EXERCISE:
Although the data below holds other lines too, output only those from the line with "Each <instance> may" up to and including the line with "positive clicks: (802, 334)", exactly as they appear.
━━━━━━━━━━━━━━━━━━━━━━━━━━━━━━
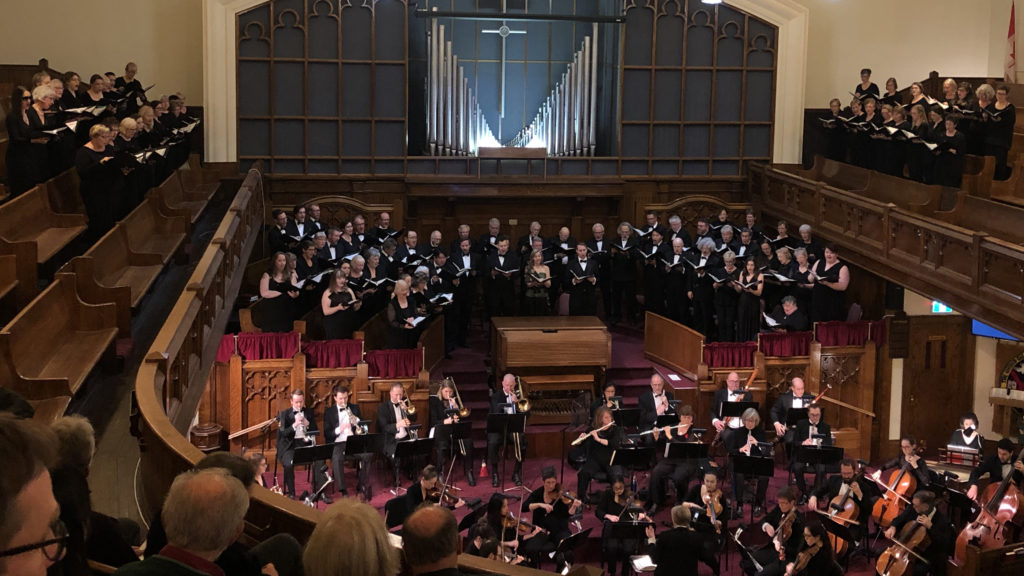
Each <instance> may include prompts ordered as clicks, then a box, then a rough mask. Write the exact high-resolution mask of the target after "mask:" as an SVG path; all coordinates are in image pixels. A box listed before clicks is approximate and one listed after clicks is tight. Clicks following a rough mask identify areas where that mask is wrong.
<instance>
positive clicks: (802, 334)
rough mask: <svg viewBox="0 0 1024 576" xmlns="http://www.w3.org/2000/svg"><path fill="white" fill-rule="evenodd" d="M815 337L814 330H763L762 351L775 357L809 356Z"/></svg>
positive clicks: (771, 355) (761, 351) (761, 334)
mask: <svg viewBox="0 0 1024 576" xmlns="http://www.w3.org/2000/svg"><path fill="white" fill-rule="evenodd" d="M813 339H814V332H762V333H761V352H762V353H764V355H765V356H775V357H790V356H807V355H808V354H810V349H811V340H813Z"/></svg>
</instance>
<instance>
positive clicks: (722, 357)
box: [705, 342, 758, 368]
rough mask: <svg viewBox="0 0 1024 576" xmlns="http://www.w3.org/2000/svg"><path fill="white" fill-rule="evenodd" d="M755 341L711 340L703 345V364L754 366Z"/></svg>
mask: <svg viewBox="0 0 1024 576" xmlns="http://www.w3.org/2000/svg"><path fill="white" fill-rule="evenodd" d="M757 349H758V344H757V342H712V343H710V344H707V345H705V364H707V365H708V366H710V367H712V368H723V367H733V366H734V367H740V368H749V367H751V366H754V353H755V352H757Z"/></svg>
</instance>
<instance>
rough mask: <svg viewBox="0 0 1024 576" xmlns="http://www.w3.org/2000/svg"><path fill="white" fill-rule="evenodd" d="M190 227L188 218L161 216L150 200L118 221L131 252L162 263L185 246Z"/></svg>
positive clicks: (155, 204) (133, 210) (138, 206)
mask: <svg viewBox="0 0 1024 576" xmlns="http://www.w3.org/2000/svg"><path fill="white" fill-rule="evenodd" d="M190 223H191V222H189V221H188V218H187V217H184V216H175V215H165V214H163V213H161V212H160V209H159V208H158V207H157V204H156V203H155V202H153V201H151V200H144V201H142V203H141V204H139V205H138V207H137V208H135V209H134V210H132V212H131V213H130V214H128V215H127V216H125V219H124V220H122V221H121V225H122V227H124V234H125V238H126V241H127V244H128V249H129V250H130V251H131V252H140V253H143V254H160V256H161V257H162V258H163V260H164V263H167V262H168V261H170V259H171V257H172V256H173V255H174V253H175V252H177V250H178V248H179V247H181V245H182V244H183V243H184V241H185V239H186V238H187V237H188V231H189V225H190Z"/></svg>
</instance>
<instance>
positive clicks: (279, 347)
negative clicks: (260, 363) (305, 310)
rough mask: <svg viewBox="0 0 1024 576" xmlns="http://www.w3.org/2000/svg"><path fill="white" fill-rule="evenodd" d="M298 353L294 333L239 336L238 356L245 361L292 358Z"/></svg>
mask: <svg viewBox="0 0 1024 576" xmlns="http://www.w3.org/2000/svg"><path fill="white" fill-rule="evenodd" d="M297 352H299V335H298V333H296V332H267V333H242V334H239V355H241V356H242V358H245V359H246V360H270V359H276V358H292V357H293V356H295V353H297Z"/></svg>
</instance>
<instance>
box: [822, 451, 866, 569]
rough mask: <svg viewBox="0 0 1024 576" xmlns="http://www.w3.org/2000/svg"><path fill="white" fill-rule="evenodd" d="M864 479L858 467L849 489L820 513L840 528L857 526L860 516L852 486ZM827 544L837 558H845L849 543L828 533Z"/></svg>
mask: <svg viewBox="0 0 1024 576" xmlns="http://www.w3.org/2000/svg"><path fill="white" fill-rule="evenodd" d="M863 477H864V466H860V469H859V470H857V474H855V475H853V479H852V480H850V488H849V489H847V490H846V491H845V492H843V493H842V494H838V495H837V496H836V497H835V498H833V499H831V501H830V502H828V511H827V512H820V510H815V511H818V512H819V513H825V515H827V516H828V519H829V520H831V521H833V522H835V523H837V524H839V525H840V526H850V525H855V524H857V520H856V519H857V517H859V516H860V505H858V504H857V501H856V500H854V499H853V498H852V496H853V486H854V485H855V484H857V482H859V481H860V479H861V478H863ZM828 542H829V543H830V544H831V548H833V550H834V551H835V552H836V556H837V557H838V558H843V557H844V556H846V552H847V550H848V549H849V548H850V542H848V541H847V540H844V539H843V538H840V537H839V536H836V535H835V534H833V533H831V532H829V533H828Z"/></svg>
━━━━━━━━━━━━━━━━━━━━━━━━━━━━━━
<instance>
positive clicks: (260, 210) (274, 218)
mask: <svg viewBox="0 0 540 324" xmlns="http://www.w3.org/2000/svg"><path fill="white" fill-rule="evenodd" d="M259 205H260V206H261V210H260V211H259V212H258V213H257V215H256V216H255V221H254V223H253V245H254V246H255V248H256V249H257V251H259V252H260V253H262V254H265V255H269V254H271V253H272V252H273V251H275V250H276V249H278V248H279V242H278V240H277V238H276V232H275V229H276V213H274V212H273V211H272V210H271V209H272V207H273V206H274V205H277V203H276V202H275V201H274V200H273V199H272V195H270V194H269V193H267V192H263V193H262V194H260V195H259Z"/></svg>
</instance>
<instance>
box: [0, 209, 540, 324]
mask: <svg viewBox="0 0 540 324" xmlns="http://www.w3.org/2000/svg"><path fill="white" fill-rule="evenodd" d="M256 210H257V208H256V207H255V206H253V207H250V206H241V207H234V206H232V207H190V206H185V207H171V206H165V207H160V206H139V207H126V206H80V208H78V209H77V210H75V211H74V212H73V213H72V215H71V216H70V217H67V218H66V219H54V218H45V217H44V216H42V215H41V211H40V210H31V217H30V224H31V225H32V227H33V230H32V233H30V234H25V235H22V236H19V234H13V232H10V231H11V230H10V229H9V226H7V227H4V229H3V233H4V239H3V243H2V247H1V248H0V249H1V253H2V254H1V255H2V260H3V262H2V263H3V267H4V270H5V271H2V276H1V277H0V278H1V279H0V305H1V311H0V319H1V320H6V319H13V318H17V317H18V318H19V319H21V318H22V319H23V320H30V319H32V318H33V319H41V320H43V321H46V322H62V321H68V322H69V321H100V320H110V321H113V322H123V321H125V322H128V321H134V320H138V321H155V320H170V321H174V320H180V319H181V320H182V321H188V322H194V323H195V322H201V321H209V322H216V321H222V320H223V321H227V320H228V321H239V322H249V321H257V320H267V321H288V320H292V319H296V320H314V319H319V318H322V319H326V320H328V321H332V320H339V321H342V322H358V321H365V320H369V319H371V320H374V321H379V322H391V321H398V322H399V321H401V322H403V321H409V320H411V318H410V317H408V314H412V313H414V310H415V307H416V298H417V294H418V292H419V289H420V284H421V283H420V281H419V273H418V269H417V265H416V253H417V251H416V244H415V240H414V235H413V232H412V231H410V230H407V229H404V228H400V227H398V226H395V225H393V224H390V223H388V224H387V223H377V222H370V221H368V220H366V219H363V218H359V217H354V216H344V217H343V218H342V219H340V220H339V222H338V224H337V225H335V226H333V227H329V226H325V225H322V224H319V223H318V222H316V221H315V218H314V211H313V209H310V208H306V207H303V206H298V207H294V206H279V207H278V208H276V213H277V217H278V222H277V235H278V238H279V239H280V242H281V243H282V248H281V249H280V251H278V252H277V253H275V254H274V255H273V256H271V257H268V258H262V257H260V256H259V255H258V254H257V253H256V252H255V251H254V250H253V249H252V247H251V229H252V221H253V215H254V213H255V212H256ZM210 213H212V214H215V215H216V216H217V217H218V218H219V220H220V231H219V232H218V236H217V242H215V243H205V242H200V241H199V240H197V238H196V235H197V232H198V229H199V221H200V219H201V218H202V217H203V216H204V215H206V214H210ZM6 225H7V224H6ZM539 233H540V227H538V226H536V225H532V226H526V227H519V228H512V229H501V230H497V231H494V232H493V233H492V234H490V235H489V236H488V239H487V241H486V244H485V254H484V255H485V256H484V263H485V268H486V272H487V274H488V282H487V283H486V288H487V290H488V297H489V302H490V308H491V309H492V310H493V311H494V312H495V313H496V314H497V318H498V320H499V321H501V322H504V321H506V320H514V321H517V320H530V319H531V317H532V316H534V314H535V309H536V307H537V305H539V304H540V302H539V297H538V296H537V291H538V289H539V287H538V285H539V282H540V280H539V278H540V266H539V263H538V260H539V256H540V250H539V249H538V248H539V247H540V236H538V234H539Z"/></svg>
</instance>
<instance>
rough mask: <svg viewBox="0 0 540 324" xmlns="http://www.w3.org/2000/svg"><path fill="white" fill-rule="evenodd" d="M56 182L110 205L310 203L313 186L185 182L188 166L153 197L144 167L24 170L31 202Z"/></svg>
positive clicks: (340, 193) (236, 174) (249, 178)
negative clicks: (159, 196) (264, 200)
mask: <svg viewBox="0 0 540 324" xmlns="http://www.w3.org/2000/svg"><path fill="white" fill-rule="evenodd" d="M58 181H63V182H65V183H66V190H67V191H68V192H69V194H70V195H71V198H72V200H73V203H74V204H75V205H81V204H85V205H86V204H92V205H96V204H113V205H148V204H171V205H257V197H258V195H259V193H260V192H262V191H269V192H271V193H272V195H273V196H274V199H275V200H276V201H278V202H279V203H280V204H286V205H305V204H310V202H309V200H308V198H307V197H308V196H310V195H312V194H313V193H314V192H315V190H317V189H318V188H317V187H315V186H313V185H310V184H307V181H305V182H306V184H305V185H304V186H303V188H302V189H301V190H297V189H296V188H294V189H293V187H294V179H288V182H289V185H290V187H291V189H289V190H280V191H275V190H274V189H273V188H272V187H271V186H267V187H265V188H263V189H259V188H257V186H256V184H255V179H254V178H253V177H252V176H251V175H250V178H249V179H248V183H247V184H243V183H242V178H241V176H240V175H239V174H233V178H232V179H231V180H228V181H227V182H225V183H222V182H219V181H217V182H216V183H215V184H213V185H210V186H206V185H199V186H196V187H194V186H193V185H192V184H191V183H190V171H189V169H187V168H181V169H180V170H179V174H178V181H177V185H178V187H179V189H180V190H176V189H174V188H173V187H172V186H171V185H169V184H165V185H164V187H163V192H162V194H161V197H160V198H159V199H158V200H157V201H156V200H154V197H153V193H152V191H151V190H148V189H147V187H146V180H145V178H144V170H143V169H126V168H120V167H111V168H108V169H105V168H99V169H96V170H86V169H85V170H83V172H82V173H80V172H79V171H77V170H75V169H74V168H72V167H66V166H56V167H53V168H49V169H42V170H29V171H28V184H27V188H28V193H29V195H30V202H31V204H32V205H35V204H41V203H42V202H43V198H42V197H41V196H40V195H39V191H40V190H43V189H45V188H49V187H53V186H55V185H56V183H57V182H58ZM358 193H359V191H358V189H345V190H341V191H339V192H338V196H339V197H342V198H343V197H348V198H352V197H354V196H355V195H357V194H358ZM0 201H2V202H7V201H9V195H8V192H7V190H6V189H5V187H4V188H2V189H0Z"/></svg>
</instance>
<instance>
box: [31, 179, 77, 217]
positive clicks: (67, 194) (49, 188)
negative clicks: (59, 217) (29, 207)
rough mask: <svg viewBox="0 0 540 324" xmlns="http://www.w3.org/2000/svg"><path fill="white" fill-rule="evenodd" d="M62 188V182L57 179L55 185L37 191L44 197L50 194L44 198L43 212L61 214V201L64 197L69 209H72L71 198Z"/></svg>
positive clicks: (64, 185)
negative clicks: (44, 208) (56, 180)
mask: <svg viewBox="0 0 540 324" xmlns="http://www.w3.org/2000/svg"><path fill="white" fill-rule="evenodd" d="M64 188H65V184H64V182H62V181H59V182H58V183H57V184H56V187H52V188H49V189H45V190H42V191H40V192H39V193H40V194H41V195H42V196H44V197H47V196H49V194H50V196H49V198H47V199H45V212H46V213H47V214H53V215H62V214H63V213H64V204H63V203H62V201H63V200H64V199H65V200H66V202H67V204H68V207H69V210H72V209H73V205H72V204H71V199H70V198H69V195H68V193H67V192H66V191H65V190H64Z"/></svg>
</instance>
━━━━━━━━━━━━━━━━━━━━━━━━━━━━━━
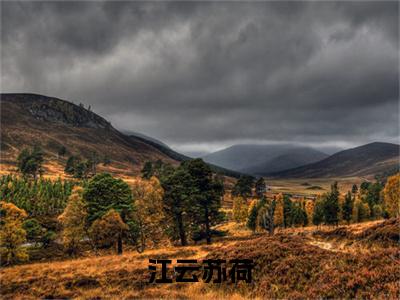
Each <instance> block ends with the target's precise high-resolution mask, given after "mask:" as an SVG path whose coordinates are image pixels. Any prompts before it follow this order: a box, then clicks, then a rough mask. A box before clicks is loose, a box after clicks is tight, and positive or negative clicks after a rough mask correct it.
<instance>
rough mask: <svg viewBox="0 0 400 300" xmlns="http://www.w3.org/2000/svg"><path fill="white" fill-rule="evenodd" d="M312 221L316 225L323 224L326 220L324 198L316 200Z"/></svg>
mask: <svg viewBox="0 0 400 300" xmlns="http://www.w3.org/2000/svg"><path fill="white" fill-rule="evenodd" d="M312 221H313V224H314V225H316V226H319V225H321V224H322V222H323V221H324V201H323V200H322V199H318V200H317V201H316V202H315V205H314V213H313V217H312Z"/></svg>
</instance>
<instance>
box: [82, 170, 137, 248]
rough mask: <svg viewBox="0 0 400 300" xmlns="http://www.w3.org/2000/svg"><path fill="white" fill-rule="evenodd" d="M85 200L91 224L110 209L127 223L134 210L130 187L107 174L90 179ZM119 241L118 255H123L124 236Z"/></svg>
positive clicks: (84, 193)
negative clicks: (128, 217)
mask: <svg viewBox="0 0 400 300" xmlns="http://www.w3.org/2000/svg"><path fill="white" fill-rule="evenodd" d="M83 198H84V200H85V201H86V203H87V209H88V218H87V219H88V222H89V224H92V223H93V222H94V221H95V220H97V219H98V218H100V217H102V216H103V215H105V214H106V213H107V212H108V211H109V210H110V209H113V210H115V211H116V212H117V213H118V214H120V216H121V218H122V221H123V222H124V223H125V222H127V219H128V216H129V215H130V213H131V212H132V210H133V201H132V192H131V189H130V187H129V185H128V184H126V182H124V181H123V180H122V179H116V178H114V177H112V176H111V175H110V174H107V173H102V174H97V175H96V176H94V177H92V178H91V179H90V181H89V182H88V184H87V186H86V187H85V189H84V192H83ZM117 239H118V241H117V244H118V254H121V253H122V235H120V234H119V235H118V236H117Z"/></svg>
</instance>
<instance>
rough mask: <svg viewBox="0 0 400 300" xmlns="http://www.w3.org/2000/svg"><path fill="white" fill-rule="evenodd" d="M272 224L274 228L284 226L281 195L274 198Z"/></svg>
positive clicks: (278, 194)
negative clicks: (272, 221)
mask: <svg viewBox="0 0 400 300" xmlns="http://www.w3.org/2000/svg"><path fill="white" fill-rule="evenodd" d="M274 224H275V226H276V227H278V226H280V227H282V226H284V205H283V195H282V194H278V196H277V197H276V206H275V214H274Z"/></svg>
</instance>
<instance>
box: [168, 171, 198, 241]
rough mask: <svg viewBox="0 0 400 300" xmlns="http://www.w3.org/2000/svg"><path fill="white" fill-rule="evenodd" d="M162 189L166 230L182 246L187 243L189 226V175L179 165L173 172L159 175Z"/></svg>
━━━━━━━━━━━━━━━━━━━━━━━━━━━━━━
ANSWER TO THE EXERCISE:
Each <instance> may include prompts ordered as clicks, then a box, then a rough mask. Write the exact high-resolution mask of the target after "mask:" as an SVG path; all coordinates are in image pixels. A box listed before clicks is approximate and one listed after clicks is tight. Clicks following a rough mask identify areas where that mask is wrong.
<instance>
positive clicks: (802, 334)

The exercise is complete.